= Try it =
Only the number is wanted: count the lines in the data with "surround" in them.

= Point localization data =
═══

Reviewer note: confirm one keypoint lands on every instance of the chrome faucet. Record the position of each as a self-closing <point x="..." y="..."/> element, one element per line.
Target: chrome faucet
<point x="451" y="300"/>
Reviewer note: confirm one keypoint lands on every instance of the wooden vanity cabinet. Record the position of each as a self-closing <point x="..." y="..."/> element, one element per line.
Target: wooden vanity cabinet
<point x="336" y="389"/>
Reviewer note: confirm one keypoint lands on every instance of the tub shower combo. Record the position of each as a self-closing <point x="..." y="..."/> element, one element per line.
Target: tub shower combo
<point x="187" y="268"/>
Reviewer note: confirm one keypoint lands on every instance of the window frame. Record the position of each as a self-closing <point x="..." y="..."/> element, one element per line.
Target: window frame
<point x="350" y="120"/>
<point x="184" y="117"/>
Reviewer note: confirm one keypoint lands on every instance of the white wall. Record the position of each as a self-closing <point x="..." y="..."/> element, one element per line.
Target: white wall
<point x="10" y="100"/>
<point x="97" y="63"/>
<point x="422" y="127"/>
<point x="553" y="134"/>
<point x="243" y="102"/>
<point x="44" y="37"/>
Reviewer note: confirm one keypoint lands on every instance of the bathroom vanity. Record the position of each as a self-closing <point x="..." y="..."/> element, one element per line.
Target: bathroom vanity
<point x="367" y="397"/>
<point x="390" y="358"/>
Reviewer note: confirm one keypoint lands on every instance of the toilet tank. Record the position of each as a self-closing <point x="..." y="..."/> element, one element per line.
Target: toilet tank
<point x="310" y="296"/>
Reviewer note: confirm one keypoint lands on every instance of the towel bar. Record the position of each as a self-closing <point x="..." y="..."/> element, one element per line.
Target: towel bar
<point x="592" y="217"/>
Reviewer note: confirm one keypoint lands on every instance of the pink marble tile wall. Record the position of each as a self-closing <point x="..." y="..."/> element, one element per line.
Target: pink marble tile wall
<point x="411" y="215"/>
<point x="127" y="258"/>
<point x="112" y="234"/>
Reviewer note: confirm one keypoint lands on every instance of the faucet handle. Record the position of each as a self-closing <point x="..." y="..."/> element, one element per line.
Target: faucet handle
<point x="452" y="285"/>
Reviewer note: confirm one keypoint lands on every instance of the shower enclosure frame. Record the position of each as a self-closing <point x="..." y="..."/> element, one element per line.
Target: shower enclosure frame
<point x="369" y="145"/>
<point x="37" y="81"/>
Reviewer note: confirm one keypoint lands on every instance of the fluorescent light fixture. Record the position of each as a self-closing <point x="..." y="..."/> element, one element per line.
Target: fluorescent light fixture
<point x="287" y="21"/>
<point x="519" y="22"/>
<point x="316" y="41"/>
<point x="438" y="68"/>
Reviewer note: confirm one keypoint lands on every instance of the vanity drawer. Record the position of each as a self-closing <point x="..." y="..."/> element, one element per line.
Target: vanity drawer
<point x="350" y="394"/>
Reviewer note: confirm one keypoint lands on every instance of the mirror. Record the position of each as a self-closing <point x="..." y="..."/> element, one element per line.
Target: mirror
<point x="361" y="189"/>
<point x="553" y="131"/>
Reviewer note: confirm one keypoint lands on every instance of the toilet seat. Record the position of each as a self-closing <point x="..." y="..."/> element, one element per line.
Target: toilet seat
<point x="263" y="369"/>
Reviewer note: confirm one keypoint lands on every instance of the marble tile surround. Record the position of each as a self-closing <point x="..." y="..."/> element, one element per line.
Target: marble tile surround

═══

= Written reply =
2